(Dataset excerpt)
#####

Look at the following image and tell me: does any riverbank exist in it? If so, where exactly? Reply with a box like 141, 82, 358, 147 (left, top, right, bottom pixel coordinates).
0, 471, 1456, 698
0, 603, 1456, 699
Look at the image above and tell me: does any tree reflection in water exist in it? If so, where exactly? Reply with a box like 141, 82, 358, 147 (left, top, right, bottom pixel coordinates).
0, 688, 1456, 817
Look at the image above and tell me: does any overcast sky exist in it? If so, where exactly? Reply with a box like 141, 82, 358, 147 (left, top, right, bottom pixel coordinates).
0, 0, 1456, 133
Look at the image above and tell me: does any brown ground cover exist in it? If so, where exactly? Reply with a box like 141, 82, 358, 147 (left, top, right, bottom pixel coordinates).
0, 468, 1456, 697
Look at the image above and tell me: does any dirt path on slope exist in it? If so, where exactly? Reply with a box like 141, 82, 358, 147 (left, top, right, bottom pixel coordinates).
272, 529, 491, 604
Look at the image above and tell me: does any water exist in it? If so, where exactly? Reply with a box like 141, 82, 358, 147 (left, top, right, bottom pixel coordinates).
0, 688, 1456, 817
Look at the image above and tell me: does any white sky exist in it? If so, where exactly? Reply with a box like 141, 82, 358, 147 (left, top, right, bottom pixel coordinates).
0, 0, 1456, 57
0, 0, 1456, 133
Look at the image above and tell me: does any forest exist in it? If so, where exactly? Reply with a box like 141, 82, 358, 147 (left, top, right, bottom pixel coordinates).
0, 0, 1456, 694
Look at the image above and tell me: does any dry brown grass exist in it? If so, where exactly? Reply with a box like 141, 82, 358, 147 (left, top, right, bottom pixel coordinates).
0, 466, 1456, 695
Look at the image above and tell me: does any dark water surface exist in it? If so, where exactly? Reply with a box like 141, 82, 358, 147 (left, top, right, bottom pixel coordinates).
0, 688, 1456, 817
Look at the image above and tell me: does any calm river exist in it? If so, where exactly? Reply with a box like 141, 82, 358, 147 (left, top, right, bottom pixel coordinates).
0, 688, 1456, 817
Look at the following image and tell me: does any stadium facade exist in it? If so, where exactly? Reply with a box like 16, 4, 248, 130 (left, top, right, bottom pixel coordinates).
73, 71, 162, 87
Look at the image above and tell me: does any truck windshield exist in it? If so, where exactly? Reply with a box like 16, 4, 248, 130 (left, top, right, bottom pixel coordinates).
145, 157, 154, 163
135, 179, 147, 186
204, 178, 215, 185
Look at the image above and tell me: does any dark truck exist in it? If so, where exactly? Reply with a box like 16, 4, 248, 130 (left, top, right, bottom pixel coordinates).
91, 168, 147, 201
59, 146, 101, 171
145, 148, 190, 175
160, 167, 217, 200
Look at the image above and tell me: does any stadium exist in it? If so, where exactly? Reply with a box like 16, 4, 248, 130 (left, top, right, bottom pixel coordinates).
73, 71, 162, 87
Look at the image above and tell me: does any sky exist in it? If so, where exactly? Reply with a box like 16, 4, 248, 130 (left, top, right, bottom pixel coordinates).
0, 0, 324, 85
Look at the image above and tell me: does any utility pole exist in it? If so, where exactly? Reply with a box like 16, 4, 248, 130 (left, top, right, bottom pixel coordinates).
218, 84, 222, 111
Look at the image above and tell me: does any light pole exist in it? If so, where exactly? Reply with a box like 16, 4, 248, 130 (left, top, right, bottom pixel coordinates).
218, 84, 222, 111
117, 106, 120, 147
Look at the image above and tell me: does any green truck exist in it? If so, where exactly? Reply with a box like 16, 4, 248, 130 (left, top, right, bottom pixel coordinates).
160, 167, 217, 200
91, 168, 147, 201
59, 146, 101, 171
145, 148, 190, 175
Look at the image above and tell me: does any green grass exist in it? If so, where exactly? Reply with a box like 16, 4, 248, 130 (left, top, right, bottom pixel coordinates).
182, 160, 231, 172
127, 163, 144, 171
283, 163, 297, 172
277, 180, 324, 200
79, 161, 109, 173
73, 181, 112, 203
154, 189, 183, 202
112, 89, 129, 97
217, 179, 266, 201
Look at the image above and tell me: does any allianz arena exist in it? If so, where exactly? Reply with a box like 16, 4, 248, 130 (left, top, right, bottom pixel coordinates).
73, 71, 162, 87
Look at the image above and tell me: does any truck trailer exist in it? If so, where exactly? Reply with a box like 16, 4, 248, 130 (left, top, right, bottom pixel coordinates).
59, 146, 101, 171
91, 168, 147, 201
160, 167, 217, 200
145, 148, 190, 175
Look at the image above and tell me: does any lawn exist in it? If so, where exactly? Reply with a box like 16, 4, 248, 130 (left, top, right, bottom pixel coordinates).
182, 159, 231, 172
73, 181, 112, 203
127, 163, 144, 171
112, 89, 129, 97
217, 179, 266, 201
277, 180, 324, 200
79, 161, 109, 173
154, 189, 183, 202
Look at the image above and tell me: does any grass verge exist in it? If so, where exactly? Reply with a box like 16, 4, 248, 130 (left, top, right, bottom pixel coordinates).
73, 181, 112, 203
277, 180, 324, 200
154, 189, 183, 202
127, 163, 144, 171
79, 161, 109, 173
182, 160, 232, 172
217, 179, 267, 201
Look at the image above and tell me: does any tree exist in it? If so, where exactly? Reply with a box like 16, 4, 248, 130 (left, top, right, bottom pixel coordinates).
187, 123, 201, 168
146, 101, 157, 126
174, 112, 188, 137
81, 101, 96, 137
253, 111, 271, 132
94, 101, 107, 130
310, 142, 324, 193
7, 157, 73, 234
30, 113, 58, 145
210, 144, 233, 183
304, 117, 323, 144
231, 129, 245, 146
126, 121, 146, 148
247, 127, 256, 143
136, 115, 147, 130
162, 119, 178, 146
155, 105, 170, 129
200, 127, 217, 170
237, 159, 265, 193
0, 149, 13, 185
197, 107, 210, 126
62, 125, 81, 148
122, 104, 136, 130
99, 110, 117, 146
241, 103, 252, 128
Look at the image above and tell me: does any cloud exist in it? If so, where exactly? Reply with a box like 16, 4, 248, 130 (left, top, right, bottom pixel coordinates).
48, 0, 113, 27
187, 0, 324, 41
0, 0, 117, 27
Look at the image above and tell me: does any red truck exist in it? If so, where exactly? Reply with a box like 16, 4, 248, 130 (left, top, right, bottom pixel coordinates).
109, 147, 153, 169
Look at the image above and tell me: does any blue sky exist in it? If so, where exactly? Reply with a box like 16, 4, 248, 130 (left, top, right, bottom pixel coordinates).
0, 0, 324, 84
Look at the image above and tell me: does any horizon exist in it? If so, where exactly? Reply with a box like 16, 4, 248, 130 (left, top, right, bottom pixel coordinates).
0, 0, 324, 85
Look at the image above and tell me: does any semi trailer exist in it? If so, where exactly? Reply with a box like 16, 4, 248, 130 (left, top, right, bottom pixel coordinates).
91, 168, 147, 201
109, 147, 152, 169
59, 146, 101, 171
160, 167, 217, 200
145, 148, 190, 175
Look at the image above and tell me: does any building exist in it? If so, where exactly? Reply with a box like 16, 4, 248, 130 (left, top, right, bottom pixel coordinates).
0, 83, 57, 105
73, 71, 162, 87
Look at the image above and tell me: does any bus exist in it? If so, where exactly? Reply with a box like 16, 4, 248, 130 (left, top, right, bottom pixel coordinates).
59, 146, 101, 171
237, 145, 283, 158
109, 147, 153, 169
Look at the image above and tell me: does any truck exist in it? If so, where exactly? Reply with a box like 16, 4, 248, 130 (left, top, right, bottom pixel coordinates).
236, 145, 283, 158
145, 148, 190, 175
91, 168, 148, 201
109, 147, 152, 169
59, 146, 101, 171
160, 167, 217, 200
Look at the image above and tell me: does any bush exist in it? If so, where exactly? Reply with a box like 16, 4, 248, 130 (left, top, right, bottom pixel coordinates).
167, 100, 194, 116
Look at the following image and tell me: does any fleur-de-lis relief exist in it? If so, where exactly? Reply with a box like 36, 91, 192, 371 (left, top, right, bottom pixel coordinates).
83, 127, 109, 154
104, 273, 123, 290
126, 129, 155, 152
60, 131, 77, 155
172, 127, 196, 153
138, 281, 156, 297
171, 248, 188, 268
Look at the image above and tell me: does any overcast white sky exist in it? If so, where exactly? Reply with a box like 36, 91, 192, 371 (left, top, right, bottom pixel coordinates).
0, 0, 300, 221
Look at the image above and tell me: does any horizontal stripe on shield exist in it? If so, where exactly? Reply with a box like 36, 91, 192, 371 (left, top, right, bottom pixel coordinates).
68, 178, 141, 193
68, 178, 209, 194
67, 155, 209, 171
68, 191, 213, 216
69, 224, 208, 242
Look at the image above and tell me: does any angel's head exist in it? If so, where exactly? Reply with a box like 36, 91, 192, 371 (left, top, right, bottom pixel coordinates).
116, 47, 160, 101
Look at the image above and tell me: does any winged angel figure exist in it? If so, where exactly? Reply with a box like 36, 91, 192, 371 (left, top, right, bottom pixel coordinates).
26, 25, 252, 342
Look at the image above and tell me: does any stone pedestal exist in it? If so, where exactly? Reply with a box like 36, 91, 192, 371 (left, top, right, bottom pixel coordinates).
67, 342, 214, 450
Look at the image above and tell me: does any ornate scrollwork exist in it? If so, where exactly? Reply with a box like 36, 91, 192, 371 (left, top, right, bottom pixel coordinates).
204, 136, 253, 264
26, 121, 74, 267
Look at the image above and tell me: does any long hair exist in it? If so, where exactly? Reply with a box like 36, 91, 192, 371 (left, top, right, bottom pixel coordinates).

#####

_Short task_. Please convert the lines from the one containing "Look at the image above and tell me: does any lawn" up to and including the one containing "0, 0, 324, 84" into a Markdown table with the columns No. and Line. Number each row and leave out any blank lines.

_Written reply_.
| No. | Line |
|---|---|
| 1 | Look at the image above and tell me: does any lawn exist in it? If so, where exactly? Reply with a box like 16, 4, 248, 130 (left, top, right, bottom pixel coordinates). |
| 2 | 182, 159, 231, 172 |
| 3 | 73, 181, 112, 203 |
| 4 | 127, 163, 144, 171 |
| 5 | 112, 89, 129, 97 |
| 6 | 217, 179, 266, 201 |
| 7 | 277, 180, 324, 200 |
| 8 | 79, 161, 109, 173 |
| 9 | 154, 189, 183, 202 |
| 10 | Look at the image above and tell me: does any grass verge exist in it? If so, where exactly? Reply with a box like 16, 4, 248, 130 (left, top, right, bottom pixel coordinates). |
| 11 | 73, 181, 112, 203 |
| 12 | 277, 180, 324, 200 |
| 13 | 154, 189, 183, 202 |
| 14 | 127, 163, 144, 171 |
| 15 | 79, 161, 109, 173 |
| 16 | 182, 160, 232, 172 |
| 17 | 217, 179, 267, 201 |
| 18 | Look at the image above and tell me: does any tree exist in it? If so, where exactly? Reply with a box like 16, 4, 248, 130 (left, top, right, bottom pixel coordinates). |
| 19 | 187, 123, 201, 168 |
| 20 | 146, 101, 157, 126 |
| 21 | 174, 112, 188, 137 |
| 22 | 81, 101, 96, 137 |
| 23 | 253, 111, 271, 132 |
| 24 | 94, 101, 107, 130 |
| 25 | 310, 142, 324, 193 |
| 26 | 7, 157, 73, 234 |
| 27 | 30, 113, 58, 145 |
| 28 | 210, 144, 233, 183 |
| 29 | 304, 117, 323, 144 |
| 30 | 231, 129, 245, 146 |
| 31 | 126, 121, 146, 148 |
| 32 | 247, 127, 256, 143 |
| 33 | 136, 115, 147, 130 |
| 34 | 162, 119, 178, 146 |
| 35 | 155, 105, 170, 129 |
| 36 | 200, 127, 217, 170 |
| 37 | 237, 159, 265, 193 |
| 38 | 0, 149, 13, 185 |
| 39 | 197, 107, 210, 126 |
| 40 | 62, 125, 81, 148 |
| 41 | 122, 104, 136, 130 |
| 42 | 99, 110, 117, 146 |
| 43 | 241, 103, 252, 128 |
| 44 | Look at the image above and tell me: does any cloud exist in it? If so, where exactly? Reply with a box like 16, 4, 248, 130 (left, top, right, bottom pixel coordinates). |
| 45 | 48, 0, 113, 27 |
| 46 | 187, 0, 324, 41 |
| 47 | 0, 0, 117, 27 |
| 48 | Look at the image above and tell me: does any red truck exist in it? If so, where exactly? Reply with a box like 16, 4, 248, 130 (left, top, right, bottom pixel coordinates). |
| 49 | 109, 147, 153, 169 |
| 50 | Look at the image above and tell me: does any blue sky exist in it? If so, where exactly? Reply with a box like 16, 4, 248, 130 (left, top, right, bottom pixel coordinates). |
| 51 | 0, 0, 324, 84 |